## What you will do:
Extract the run of lines that starts at the top of the records below and ends at the line with "Query: mountain slope", keeping both ends and excluding pictures.
^^^^
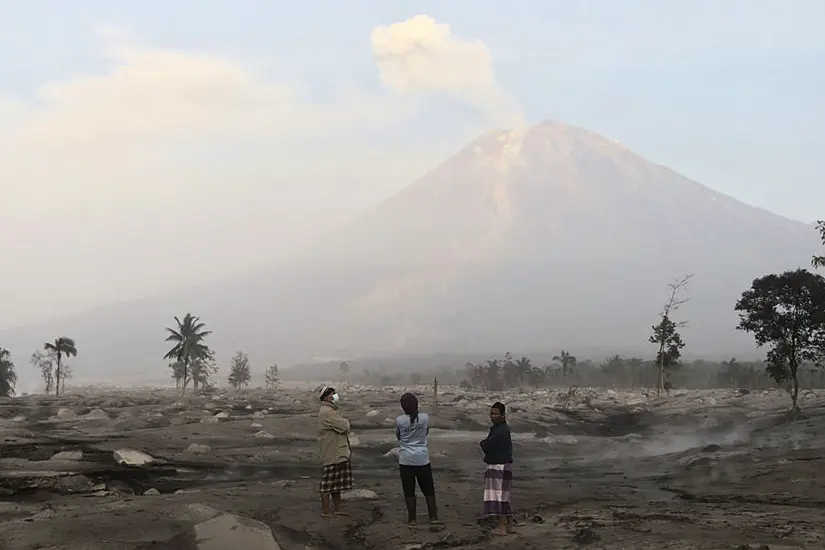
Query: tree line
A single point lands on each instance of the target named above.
(784, 312)
(192, 360)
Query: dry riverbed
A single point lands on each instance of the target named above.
(132, 470)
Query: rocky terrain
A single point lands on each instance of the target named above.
(128, 470)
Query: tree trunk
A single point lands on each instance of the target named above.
(185, 377)
(795, 393)
(59, 373)
(660, 380)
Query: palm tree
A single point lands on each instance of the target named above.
(568, 363)
(60, 347)
(8, 378)
(189, 346)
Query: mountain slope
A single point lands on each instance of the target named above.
(531, 240)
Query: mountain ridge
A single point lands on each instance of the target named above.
(519, 240)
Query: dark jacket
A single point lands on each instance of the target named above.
(498, 447)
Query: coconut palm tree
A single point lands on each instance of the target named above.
(568, 363)
(8, 378)
(63, 346)
(189, 347)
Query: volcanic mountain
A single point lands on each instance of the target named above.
(529, 240)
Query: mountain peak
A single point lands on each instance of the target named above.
(549, 143)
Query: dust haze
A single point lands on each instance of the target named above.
(313, 239)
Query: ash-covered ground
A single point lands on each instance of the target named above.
(717, 469)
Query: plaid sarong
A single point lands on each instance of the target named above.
(498, 481)
(337, 478)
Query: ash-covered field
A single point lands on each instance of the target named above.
(716, 469)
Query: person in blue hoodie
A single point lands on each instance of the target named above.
(411, 429)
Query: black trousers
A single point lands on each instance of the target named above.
(422, 474)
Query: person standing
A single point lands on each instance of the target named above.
(411, 429)
(498, 476)
(335, 453)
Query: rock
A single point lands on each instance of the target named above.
(96, 414)
(359, 494)
(68, 455)
(230, 531)
(131, 457)
(198, 513)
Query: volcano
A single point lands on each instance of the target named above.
(538, 239)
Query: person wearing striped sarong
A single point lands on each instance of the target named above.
(335, 452)
(498, 476)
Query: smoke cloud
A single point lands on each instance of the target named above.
(420, 55)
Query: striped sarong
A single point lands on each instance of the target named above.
(337, 478)
(498, 481)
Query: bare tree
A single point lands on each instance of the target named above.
(272, 377)
(45, 364)
(65, 374)
(819, 261)
(666, 334)
(239, 372)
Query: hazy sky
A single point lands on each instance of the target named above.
(151, 145)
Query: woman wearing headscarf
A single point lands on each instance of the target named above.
(411, 429)
(335, 451)
(498, 475)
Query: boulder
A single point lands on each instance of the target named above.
(68, 455)
(132, 457)
(66, 414)
(229, 531)
(359, 494)
(96, 414)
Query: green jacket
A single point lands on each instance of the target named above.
(333, 435)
^^^^
## Written response:
Query: tree line
A single point lands on each instance of the target named above.
(784, 312)
(192, 360)
Query: dry riverbed
A single point lands on each instance of the target named above.
(132, 470)
Query: rocky terrain
A single point lands on each instance of the target named above.
(128, 470)
Query: tree trunk
A single point lands on each instance of the target named above.
(185, 377)
(795, 393)
(59, 373)
(660, 380)
Query: palm tree
A single point lands on each instance of the target named above.
(568, 363)
(60, 347)
(8, 378)
(189, 346)
Query: mountain slope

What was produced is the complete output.